— RECORDS FOR THE TASK —
========================================

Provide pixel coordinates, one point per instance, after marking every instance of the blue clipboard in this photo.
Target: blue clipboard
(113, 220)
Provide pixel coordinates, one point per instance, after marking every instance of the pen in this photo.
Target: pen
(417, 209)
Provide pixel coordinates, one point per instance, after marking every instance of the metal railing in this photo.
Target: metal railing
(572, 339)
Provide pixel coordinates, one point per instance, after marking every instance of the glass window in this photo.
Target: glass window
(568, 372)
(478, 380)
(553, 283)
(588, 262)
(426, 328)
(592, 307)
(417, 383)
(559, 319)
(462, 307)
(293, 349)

========================================

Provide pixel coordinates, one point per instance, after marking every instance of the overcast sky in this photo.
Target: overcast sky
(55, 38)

========================================

Show every line of the material above in which "after" is present.

— ANSWER TO THIS TASK —
Provide pixel coordinates, one point per instance, after marking every instance of the blue clipboard in this photo.
Provide pixel coordinates, one point per instance, after marking every instance of the pen in this photo.
Provide pixel coordinates, one point per instance, after marking every instance of the metal railing in this photo.
Provide pixel coordinates, one point per instance, after marking every instance of the glass window in this photo.
Provide pixel coordinates, one point per instance, after marking every instance of the overcast sky in this photo.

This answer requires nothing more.